[START DATASET RECORDS]

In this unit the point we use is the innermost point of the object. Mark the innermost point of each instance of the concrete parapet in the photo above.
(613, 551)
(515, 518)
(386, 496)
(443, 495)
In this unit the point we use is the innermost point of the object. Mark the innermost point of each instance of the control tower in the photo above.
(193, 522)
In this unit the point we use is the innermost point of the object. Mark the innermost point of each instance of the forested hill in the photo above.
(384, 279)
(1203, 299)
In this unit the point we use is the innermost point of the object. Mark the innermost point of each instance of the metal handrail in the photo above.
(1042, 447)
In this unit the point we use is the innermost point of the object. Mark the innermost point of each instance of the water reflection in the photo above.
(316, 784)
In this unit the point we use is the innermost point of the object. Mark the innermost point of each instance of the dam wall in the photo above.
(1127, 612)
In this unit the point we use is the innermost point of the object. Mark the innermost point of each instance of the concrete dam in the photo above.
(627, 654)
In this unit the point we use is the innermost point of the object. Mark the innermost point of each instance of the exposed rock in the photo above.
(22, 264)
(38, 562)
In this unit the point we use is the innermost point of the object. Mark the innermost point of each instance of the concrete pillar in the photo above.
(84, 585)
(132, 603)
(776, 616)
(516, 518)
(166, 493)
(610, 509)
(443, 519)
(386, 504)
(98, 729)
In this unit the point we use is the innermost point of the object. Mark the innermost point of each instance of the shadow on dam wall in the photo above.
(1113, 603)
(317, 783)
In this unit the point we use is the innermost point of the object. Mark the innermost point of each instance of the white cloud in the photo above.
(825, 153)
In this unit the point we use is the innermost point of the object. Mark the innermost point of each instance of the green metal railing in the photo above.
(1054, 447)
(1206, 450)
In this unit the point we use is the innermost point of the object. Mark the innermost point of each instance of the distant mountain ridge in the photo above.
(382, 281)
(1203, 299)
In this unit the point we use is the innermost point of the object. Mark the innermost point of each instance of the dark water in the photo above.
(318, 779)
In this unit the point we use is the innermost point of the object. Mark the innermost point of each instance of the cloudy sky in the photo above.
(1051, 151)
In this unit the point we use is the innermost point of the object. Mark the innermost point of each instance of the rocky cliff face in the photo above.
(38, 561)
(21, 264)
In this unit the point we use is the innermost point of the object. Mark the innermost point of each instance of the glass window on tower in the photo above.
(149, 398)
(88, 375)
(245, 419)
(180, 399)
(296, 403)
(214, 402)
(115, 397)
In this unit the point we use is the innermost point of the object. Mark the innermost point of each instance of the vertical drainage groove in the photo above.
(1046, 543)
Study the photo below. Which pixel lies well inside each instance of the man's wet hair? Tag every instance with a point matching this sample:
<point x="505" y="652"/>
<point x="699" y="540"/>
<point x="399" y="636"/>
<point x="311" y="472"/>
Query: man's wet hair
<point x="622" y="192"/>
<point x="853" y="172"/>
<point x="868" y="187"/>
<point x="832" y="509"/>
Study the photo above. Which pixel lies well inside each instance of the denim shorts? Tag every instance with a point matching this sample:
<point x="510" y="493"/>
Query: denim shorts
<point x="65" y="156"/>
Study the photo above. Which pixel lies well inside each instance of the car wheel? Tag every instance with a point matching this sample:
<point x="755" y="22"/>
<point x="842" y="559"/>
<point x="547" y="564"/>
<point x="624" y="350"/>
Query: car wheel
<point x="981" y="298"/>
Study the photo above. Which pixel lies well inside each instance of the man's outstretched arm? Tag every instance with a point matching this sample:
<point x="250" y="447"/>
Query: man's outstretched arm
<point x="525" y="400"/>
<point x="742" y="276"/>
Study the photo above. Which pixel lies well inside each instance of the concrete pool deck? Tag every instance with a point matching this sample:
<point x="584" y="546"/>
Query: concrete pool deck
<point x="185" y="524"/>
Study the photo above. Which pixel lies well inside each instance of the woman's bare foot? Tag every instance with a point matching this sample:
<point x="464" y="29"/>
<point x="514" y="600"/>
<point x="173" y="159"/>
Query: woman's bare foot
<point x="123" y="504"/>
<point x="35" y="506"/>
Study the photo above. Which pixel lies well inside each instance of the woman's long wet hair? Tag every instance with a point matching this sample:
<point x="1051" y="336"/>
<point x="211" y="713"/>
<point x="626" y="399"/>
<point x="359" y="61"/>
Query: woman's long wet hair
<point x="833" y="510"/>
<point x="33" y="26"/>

[END DATASET RECORDS]

## SHORT TASK
Transcribe all entries exactly as they are given.

## SOLUTION TO THE EXERCISE
In this unit the point we use is the innermost point of the object. Mark the innermost point of each instance of the concrete parapet in the photo above.
(613, 551)
(515, 518)
(386, 496)
(443, 495)
In this unit the point we use is the innermost point of the object. Mark the innermost point of each instance of the control tower in the photo above.
(193, 522)
In this unit the point we use is the innermost point of the object. Mark the innermost point of each instance of the forested hill in the photo above.
(384, 279)
(1203, 299)
In this unit the point we use is the innermost point of the object. Mark the innermost point of each instance of the metal handrail in the photo above.
(1042, 447)
In this unit the point we use is the innermost point of the object. Mark the innermost point of each instance of the water reflection in the photo above.
(316, 784)
In this unit the point we use is the innermost point of the object. Mark the innermost point of each instance of the dam wall in the photo above.
(1127, 612)
In this unit the point we use is the innermost point of the object. Mark the innermost point of each instance of the concrete dam in the photo above.
(627, 654)
In this unit the point we use is the innermost point of the object. Mark the innermost point of each instance of the exposed rock in the photo above.
(22, 264)
(38, 562)
In this unit the point we use is the innermost point of the object. Mark the innermost point of each instance of the concrete pillar in the photo above.
(84, 585)
(132, 603)
(776, 616)
(516, 518)
(166, 493)
(610, 509)
(443, 519)
(386, 504)
(98, 729)
In this unit the point we use is the innermost point of the object. Mark the innermost point of each instance of the shadow on dam wall in the photo above.
(1113, 603)
(317, 783)
In this unit the point we use is the innermost point of the object. Mark the innermost point of each instance of the white cloud in the photo above.
(825, 153)
In this unit the point we use is the innermost point of the object. Mark the innermost point of each instance of the green metal railing in the photo above.
(1054, 447)
(1206, 450)
In this unit the point we use is the innermost point of the object. Mark the innermost point of each instance of the distant mountain ridge in the photo above.
(382, 281)
(1203, 299)
In this unit the point we use is the innermost point of the object. Mark the innermost point of each instance of the dark water in the photo above.
(318, 779)
In this unit the point we use is the innermost point of the object. Mark the innermost point of each instance of the cloudy sky in the photo above.
(1051, 151)
In this unit the point we use is the innermost point of the object. Mark the innermost point of each instance of the rocky cliff face in the photo above.
(38, 561)
(21, 264)
In this unit the point we use is the innermost point of the object. Mark the innermost point of each instance of the glass window on tower in the photo above.
(149, 398)
(88, 375)
(245, 419)
(180, 399)
(296, 403)
(214, 402)
(115, 397)
In this unit the point we use is the innermost point of the object. Mark the innermost point of each instance of the vertical drainage groove in the photo above.
(1046, 543)
Study the photo below. Which pixel lies well inside each instance of the man's wet hair? Tag every instance with a point matching this sample:
<point x="505" y="652"/>
<point x="699" y="540"/>
<point x="399" y="636"/>
<point x="311" y="472"/>
Query: man's wet hair
<point x="622" y="192"/>
<point x="853" y="172"/>
<point x="868" y="187"/>
<point x="832" y="509"/>
Study the photo above. Which pixel lies well inside each instance of the denim shorts? Tag every instance with a point matching this sample:
<point x="510" y="493"/>
Query: denim shorts
<point x="65" y="156"/>
Study the photo above. Which pixel lies well inside each instance of the car wheel? Tag every instance with a point matching this sample:
<point x="755" y="22"/>
<point x="842" y="559"/>
<point x="547" y="564"/>
<point x="624" y="350"/>
Query: car wheel
<point x="981" y="298"/>
Study the photo above. Which pixel lies well inside each instance of the man's outstretched arm? Tag every instance with a point matching this sample:
<point x="250" y="447"/>
Query: man's outstretched arm
<point x="525" y="400"/>
<point x="742" y="276"/>
Study the photo above. Which pixel lies well inside each instance of the concrete pool deck? Tag every instance with a point matching this sample:
<point x="584" y="546"/>
Query: concrete pool deck
<point x="185" y="524"/>
Study the photo above. Which pixel lies well inside each instance of the woman's bare foot? Tag every instance with a point matching this sample:
<point x="464" y="29"/>
<point x="514" y="600"/>
<point x="173" y="159"/>
Query: woman's bare foot
<point x="123" y="504"/>
<point x="35" y="506"/>
Study the photo above. Which pixel lies well inside each instance of the woman's long wet hair? Tag every instance with a point matching this sample:
<point x="1051" y="336"/>
<point x="211" y="713"/>
<point x="626" y="399"/>
<point x="359" y="61"/>
Query: woman's long wet hair
<point x="833" y="510"/>
<point x="33" y="26"/>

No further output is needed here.